___ EXERCISE INPUTS

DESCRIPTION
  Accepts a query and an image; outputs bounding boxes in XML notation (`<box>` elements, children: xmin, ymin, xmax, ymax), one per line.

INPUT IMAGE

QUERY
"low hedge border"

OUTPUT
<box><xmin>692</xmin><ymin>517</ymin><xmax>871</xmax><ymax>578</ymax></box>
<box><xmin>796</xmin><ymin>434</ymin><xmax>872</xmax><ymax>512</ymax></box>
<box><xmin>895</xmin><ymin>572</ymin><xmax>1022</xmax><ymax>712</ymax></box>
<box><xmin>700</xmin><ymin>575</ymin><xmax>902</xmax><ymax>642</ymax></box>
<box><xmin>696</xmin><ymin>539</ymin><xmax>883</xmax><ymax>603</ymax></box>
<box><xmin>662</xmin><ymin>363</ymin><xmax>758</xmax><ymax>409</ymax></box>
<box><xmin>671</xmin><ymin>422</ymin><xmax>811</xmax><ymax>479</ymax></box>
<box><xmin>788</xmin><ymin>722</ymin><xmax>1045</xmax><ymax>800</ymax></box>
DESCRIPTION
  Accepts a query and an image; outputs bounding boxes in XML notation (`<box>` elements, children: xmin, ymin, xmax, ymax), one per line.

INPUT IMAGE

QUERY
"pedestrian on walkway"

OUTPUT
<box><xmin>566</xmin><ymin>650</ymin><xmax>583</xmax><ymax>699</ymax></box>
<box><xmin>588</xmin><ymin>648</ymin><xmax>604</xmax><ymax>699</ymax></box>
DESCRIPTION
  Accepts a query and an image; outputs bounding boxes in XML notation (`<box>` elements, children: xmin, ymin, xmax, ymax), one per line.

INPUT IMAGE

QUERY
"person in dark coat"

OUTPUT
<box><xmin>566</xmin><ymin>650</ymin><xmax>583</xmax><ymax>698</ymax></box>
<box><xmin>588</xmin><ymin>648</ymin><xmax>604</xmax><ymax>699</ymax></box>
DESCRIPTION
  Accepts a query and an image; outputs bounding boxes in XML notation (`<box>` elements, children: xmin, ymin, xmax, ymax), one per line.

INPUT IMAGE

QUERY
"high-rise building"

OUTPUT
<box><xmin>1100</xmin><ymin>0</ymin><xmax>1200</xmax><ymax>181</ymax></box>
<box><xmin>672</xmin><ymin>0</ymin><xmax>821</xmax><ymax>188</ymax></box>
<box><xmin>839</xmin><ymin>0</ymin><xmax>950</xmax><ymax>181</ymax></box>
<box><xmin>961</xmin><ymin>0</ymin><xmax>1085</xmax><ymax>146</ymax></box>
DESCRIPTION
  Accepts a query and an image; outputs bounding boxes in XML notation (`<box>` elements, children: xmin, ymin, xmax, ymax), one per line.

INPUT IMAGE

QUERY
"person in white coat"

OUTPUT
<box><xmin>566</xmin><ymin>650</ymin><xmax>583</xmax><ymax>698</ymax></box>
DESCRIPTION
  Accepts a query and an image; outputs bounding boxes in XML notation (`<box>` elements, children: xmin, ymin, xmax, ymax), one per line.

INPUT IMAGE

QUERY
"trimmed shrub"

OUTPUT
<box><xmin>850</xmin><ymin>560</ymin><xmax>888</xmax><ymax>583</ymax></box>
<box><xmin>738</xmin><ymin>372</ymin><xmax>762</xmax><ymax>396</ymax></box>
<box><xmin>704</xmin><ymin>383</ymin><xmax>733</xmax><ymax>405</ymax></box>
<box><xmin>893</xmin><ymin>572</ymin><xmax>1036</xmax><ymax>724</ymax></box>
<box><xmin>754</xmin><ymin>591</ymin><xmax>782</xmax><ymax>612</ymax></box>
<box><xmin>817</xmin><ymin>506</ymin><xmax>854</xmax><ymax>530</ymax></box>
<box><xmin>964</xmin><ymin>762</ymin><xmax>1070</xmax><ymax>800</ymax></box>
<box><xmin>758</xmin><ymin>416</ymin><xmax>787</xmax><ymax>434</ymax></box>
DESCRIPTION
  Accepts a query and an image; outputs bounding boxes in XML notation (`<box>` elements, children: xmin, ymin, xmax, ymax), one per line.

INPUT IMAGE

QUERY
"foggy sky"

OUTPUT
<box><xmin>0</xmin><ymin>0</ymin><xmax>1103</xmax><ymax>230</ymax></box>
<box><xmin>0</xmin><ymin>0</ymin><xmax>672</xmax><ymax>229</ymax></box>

______

Write down all the entries again without a single difference.

DESCRIPTION
  Accepts a query and an image; outputs bounding boxes in XML notation (`<box>` elements, children: xmin, ymin, xmax, ymax), one per line.

INPUT IMAGE

QUERY
"low hedge border"

OUTPUT
<box><xmin>692</xmin><ymin>517</ymin><xmax>871</xmax><ymax>578</ymax></box>
<box><xmin>796</xmin><ymin>434</ymin><xmax>872</xmax><ymax>512</ymax></box>
<box><xmin>895</xmin><ymin>572</ymin><xmax>1022</xmax><ymax>712</ymax></box>
<box><xmin>700</xmin><ymin>575</ymin><xmax>902</xmax><ymax>642</ymax></box>
<box><xmin>696</xmin><ymin>539</ymin><xmax>883</xmax><ymax>603</ymax></box>
<box><xmin>662</xmin><ymin>363</ymin><xmax>758</xmax><ymax>409</ymax></box>
<box><xmin>671</xmin><ymin>422</ymin><xmax>811</xmax><ymax>479</ymax></box>
<box><xmin>788</xmin><ymin>722</ymin><xmax>1045</xmax><ymax>800</ymax></box>
DESCRIPTION
  Accepts a query and an image; outputs bounding boxes in XML notation (`<box>` elements, children: xmin, ymin, xmax, ymax), one per line.

INPUT IMAGE

QUERY
"pedestrian on walkway"

OUTPUT
<box><xmin>566</xmin><ymin>650</ymin><xmax>583</xmax><ymax>699</ymax></box>
<box><xmin>588</xmin><ymin>648</ymin><xmax>604</xmax><ymax>699</ymax></box>
DESCRIPTION
  Accepts a query and an image; outputs bounding boxes in XML notation (`<box>` elements, children: xmin, ymin, xmax, ymax), one per line.

INPUT IMAGE

QUERY
"person in dark coat"

OUTPUT
<box><xmin>566</xmin><ymin>650</ymin><xmax>583</xmax><ymax>698</ymax></box>
<box><xmin>588</xmin><ymin>648</ymin><xmax>604</xmax><ymax>699</ymax></box>
DESCRIPTION
  Accepts a query and an image; outputs bounding boxes in XML notation (`<box>` elements, children: xmin, ymin, xmax, ymax), one per line.

INPUT IMAGE

QUERY
"high-rise building"

OUTPUT
<box><xmin>1100</xmin><ymin>0</ymin><xmax>1200</xmax><ymax>181</ymax></box>
<box><xmin>672</xmin><ymin>0</ymin><xmax>821</xmax><ymax>188</ymax></box>
<box><xmin>839</xmin><ymin>0</ymin><xmax>950</xmax><ymax>181</ymax></box>
<box><xmin>961</xmin><ymin>0</ymin><xmax>1085</xmax><ymax>146</ymax></box>
DESCRIPTION
  Accepts a query and an image; outputs bounding boxes in XML notation (`<box>` elements, children: xmin, ymin, xmax, ymax), one per line.

INPUT IMAGE

QUERY
"person in white coat"

OUTPUT
<box><xmin>566</xmin><ymin>650</ymin><xmax>583</xmax><ymax>698</ymax></box>
DESCRIPTION
  Accepts a query and an image; outputs bounding boxes in XML notation (`<box>` elements, children: xmin, ymin, xmax, ymax), one per line.

INPUT IMAGE

QUERY
"trimmed shrub"

OUTPUT
<box><xmin>850</xmin><ymin>560</ymin><xmax>888</xmax><ymax>583</ymax></box>
<box><xmin>738</xmin><ymin>372</ymin><xmax>762</xmax><ymax>396</ymax></box>
<box><xmin>704</xmin><ymin>383</ymin><xmax>733</xmax><ymax>405</ymax></box>
<box><xmin>893</xmin><ymin>572</ymin><xmax>1036</xmax><ymax>724</ymax></box>
<box><xmin>754</xmin><ymin>591</ymin><xmax>782</xmax><ymax>612</ymax></box>
<box><xmin>817</xmin><ymin>506</ymin><xmax>854</xmax><ymax>530</ymax></box>
<box><xmin>964</xmin><ymin>762</ymin><xmax>1070</xmax><ymax>800</ymax></box>
<box><xmin>758</xmin><ymin>416</ymin><xmax>787</xmax><ymax>434</ymax></box>
DESCRIPTION
  Accepts a query and an image; outputs bounding boxes in XML notation (`<box>` elements, children: xmin, ymin, xmax, ymax), one per line.

INPUT IMAGE

QUERY
"foggy sky"

OUTPUT
<box><xmin>0</xmin><ymin>0</ymin><xmax>1103</xmax><ymax>230</ymax></box>
<box><xmin>0</xmin><ymin>0</ymin><xmax>672</xmax><ymax>229</ymax></box>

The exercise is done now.